* [Passage shown]
□ □ □ □ □

Recognition of community radio as a legitimate and key element in development efforts and the potential to empower marginalized and disenfranchised communities, has pushed a number of countries to introduce laws and regulations that acknowledge community radios as a distinct media sector. In those countries an enabling environment for community radios has been created.

Despite these advances, challenges persist at global and regional level and in their joint 2010 statement the four international special UN mandated rapporteurs on freedom of expression (*) expressed their concerns at the lack of specific legal recognition of the community broadcasting sector in licensing systems which are based on criteria that are appropriate to this sector as well as the failure to reserve adequate frequencies for community broadcasters or to establish appropriate funding support mechanism .

The Ministry of Information Government of People's Republic of Bangladesh has declared Community Radio Installation, Broadcast and Operation Policy 2008, which was the citizens' expectation since the year 1998. Accordingly, in April, 2010, Ministry of Information has approved 14 Community Radio Stations to operate for the first time in the country.

After the approval of license Bangladesh Telecommunication Regulatory Commission (BTRC) has allocated frequency and then the Community Radio stations started broadcasting from 2011.

Now 14 Community Radio Stations are on-air in the country, aiming to ensure empowerment and right to information for the rural community. They are broadcasting altogether 120 hours program per day on information, education, local entertainment and development motivation activities. Around 536 Youth Women & Youth are now working with those Stations throughout the country as rural broadcasters

These programs are quite supportive to the activities reflected in 6th 5-year plan of Government of Bangladesh, UN World Summit on the Information Society (UN WSIS) Action Plan, and UN Millennium Development Goals (UN MDGs) and UN Convention Against Corruption (UN CAC)

The success of the 1st batch of Community Radio stations has earned appreciation from all levels because of their commendable success. For that we give our thanks to those initiating organizations.

We are also giving thanks to the Ministry of Information that it is because of their good intention and sincere efforts which made possible a full-fledged community radio policy, the only one in South East Asia. India has got only a Guideline to operate Community Radio stations, while Nepal does not have any of this kind. In 2012 Ministry of Information has declared National Strategy for Community Radio to support implementation of Community Radio Installation, broadcast and Operation Policy.

Bangladesh NGOs Network for Radio and Communication is promoting the advocacy with the government in relations to community radio with other organizations since its emergence from 2000. BNNRC has been addressing the community radio and community TV access issue for over a decade, helping to bridge the information gap of rural Bangladesh.

The reality of today is that the bondage between the community people and local-level community radio stations are getting strengthened day-by-day. Community Radio has now become their part of life. Community Radio becomes the instrument for the livelihood battle of the rural people.

Bangladesh NGOs Network for Radio and Communication established the Community Media News Agency (CMNA), Community Media Academy (CMA) and Monthly Community Media to share development news & building capacity for the Community Media sector in Bangladesh.

We have now started advocacy with the Government of Bangladesh to open up Community Television for Development. We hope that, community television will come into being within a short time in Bangladesh.

□ □ □ □ □

* [Data excerpts]
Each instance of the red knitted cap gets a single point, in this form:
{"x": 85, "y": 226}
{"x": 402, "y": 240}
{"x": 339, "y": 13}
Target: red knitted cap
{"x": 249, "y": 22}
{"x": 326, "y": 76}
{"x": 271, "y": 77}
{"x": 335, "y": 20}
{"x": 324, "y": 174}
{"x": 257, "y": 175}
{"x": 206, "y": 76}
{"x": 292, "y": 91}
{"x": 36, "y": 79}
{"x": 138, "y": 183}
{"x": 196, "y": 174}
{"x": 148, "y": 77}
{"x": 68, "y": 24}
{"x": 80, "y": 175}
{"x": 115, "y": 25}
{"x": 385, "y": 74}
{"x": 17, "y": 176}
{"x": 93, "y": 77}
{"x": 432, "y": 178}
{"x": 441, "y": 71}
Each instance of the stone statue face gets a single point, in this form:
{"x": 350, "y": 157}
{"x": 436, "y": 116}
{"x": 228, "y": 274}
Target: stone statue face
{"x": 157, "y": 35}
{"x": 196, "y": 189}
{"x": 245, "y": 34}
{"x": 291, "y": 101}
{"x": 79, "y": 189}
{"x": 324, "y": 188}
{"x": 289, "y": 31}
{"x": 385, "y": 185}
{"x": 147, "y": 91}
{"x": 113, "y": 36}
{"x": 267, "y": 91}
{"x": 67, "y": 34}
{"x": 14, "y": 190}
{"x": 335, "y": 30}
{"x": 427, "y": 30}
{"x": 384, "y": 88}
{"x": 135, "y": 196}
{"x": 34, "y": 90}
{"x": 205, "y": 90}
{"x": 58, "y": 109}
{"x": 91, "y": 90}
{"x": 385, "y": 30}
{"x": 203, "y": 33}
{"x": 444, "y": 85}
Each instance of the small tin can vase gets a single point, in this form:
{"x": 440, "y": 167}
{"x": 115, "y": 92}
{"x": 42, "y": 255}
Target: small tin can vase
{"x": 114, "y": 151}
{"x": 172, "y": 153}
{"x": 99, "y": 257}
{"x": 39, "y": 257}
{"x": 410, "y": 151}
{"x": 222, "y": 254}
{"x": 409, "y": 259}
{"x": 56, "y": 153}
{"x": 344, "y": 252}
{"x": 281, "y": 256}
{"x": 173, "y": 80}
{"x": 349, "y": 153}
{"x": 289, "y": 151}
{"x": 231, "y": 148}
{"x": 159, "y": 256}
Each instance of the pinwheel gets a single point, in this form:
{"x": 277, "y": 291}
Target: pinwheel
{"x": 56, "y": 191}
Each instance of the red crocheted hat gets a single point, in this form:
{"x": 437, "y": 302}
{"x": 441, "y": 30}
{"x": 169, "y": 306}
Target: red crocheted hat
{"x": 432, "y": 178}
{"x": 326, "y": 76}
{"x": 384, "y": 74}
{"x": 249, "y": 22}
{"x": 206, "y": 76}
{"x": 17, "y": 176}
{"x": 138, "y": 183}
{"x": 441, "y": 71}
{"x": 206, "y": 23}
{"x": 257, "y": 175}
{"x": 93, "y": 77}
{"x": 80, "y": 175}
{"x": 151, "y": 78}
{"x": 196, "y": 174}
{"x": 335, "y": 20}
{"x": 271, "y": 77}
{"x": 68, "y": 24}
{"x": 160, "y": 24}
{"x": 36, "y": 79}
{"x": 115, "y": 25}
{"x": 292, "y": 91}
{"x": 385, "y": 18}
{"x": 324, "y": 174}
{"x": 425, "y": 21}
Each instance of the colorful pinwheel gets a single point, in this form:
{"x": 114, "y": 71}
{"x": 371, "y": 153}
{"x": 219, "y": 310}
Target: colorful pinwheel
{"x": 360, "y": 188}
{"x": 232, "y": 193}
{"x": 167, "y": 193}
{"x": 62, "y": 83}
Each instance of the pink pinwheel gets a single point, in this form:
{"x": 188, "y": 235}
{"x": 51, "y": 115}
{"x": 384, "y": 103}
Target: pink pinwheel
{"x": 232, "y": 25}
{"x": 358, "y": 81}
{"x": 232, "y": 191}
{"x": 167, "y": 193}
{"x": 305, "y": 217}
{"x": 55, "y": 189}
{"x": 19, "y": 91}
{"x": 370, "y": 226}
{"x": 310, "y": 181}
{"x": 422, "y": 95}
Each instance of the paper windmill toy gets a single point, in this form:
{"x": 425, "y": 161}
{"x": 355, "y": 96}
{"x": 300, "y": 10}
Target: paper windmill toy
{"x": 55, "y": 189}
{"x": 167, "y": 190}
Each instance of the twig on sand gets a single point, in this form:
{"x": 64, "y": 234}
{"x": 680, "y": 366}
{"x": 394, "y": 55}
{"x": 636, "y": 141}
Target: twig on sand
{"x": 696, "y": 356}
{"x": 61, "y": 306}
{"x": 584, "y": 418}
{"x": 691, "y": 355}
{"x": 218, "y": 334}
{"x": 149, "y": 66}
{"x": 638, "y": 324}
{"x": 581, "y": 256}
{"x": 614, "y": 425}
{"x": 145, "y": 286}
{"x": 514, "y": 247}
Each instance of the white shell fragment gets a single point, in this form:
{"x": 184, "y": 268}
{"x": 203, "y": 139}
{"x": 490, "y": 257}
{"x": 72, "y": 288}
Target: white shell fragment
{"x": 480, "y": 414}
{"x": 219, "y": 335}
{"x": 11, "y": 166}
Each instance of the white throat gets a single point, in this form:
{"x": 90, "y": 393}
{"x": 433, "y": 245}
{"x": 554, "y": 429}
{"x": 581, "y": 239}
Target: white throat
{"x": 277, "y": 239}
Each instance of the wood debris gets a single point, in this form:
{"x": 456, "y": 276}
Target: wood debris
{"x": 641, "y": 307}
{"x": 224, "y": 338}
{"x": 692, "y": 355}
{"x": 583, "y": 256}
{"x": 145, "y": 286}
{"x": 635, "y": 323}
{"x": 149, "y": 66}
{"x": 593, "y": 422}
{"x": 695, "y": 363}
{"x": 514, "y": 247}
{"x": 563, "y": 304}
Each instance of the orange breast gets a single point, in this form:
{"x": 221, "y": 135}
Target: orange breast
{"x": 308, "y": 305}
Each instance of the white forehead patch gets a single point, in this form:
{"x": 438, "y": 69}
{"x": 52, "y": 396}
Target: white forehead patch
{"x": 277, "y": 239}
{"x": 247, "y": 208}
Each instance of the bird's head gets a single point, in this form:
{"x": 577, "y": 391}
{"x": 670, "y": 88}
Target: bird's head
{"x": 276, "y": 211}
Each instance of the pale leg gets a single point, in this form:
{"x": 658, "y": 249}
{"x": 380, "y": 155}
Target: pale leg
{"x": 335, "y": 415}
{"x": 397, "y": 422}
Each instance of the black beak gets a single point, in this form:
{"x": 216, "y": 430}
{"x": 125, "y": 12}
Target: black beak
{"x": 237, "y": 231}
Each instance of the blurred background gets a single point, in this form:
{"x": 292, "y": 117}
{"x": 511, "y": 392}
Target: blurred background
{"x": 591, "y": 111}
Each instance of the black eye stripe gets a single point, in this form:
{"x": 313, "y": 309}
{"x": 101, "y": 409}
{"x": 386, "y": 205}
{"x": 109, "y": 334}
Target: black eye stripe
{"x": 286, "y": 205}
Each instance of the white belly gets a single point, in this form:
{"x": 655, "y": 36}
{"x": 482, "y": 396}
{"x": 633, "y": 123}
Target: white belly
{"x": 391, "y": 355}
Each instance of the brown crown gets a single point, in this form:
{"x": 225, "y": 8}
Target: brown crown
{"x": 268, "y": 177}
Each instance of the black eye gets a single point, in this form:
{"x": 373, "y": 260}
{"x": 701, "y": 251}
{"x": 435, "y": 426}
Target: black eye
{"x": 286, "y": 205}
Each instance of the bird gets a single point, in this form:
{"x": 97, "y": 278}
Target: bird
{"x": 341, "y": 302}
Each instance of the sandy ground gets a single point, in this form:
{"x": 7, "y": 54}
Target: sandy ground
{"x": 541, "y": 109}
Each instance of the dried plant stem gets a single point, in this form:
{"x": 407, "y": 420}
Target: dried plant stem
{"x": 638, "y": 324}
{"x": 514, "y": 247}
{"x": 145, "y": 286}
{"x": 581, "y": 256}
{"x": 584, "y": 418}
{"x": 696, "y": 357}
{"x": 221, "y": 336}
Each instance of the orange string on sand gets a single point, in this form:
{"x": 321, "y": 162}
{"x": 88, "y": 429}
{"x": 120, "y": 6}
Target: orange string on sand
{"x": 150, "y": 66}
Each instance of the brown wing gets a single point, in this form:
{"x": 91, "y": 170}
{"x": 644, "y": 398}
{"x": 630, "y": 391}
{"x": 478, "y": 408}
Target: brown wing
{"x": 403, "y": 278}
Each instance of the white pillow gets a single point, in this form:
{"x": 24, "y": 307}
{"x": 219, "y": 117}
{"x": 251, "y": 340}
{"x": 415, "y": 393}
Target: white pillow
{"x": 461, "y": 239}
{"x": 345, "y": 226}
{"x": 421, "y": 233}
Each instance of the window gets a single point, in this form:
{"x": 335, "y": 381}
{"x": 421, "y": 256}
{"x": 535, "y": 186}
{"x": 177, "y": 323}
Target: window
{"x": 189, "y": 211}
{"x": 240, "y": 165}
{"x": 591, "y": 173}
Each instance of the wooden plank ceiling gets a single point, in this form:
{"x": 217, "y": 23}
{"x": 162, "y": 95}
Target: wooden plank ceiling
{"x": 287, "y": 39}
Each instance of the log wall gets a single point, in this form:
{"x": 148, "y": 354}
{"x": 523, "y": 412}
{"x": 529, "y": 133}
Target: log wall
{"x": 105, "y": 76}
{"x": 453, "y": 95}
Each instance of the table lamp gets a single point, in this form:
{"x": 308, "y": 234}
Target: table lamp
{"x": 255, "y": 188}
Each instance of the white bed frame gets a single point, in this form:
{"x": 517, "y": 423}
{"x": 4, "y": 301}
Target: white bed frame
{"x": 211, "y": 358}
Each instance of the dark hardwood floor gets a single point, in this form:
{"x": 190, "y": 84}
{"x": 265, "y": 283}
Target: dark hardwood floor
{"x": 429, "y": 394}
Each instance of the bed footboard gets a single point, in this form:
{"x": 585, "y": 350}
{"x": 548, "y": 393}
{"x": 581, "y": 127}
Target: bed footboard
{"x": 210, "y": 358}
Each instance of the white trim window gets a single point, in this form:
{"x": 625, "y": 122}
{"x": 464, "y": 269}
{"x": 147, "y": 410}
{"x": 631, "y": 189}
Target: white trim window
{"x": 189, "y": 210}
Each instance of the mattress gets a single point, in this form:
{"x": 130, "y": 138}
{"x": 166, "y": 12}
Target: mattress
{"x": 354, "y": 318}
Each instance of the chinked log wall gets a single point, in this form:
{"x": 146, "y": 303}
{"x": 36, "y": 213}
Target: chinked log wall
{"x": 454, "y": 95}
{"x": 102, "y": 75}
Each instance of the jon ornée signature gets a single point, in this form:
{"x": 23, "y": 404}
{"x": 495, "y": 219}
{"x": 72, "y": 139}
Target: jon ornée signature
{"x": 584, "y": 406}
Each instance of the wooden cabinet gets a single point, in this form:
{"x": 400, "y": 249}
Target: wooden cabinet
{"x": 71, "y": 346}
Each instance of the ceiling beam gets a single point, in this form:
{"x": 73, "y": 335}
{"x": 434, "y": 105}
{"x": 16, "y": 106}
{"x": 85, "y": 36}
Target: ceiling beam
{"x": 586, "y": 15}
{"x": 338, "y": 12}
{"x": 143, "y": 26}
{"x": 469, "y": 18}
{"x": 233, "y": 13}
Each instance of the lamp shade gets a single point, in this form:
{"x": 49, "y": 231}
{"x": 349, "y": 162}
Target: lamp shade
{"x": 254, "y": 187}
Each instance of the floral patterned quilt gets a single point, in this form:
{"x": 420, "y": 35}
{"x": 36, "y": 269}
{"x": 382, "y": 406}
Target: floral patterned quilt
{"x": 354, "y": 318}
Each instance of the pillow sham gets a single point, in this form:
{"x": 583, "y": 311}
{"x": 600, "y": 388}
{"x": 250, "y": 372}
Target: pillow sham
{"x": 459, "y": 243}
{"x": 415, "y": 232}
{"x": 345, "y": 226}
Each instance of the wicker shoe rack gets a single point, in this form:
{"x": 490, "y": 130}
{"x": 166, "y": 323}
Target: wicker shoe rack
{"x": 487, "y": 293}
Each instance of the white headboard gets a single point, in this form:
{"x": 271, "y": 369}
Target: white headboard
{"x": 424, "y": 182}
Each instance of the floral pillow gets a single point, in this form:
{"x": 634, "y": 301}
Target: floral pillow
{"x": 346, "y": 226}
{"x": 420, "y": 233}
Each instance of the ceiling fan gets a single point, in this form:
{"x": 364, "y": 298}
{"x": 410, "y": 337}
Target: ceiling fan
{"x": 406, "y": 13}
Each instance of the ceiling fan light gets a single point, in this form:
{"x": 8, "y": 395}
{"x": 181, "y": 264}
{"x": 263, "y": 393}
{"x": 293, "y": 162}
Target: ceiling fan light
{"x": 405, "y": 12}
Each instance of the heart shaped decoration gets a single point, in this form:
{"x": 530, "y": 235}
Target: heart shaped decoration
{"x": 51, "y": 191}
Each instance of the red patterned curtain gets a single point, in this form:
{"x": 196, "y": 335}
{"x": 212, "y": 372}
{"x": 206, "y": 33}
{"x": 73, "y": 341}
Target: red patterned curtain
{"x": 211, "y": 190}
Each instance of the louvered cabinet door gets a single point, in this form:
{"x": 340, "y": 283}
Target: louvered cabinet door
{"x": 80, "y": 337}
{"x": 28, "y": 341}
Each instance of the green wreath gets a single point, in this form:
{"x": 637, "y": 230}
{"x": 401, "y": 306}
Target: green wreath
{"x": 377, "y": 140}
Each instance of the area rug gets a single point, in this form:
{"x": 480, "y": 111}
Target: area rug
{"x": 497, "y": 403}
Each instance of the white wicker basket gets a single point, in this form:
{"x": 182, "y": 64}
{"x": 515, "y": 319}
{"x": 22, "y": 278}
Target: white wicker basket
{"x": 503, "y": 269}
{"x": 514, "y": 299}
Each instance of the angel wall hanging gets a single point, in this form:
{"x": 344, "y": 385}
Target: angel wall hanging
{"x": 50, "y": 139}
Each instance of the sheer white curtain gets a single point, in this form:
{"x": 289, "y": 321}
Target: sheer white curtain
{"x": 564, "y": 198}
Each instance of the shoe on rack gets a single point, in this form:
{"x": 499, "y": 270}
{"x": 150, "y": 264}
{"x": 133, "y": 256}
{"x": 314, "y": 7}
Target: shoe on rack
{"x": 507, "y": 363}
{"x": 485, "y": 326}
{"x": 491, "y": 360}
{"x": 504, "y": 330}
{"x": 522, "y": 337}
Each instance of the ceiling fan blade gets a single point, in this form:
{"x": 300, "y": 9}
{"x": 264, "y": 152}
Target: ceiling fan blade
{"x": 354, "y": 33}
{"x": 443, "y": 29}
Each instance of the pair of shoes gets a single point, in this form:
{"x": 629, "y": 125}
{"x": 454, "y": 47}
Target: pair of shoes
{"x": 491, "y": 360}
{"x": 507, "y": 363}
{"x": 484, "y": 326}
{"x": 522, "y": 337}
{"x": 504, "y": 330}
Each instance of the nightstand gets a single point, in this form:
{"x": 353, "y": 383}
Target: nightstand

□ □ □ □ □

* [Your task]
Copy the community radio passage between "Despite these advances, challenges" and "in the country.", inclusive, substituting "experts" for "rapporteurs".

* [Expected output]
Despite these advances, challenges persist at global and regional level and in their joint 2010 statement the four international special UN mandated experts on freedom of expression (*) expressed their concerns at the lack of specific legal recognition of the community broadcasting sector in licensing systems which are based on criteria that are appropriate to this sector as well as the failure to reserve adequate frequencies for community broadcasters or to establish appropriate funding support mechanism .

The Ministry of Information Government of People's Republic of Bangladesh has declared Community Radio Installation, Broadcast and Operation Policy 2008, which was the citizens' expectation since the year 1998. Accordingly, in April, 2010, Ministry of Information has approved 14 Community Radio Stations to operate for the first time in the country.